_Listing_:
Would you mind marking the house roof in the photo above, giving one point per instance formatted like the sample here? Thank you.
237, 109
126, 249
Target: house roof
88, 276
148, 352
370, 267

_Exercise prompt_:
Each line above must be reproduced exactly as it stands.

_Task result_:
Would you mind marking the house roof in the photo above, giving one point per instance formatted like the sample here? Thank you.
237, 109
126, 249
Target: house roof
88, 276
148, 352
370, 267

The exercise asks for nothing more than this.